- [TASK DESCRIPTION]:
Set down the data that follows again, exactly as written.

______

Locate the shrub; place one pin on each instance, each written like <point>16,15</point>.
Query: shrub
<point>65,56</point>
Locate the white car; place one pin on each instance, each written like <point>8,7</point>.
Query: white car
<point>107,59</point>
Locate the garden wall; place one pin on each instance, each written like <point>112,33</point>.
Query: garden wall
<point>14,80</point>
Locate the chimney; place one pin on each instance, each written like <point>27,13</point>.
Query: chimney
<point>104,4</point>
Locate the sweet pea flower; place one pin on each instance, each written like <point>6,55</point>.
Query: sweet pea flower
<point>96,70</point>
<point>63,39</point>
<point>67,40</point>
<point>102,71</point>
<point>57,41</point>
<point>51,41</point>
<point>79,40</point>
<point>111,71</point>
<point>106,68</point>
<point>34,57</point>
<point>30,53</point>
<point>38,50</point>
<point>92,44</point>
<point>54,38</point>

______

- [TASK SOLUTION]:
Locate the shrub; place one pin on each instance, each written like <point>16,15</point>.
Query: shrub
<point>65,56</point>
Locate the white car; place one pin on each instance, each written like <point>8,7</point>.
Query: white car
<point>107,59</point>
Locate the garden wall; place one pin on each instance, each written like <point>112,33</point>.
Query: garden wall
<point>14,80</point>
Locate the chimney; place one pin on each instance, each written like <point>27,13</point>.
Query: chimney
<point>104,4</point>
Locate the sweet pea flower; place one pin on each instance, each written like <point>6,55</point>.
Query: sweet pea flower
<point>96,70</point>
<point>63,39</point>
<point>67,40</point>
<point>102,71</point>
<point>57,41</point>
<point>51,41</point>
<point>79,40</point>
<point>111,71</point>
<point>106,68</point>
<point>34,57</point>
<point>30,53</point>
<point>38,50</point>
<point>92,44</point>
<point>54,38</point>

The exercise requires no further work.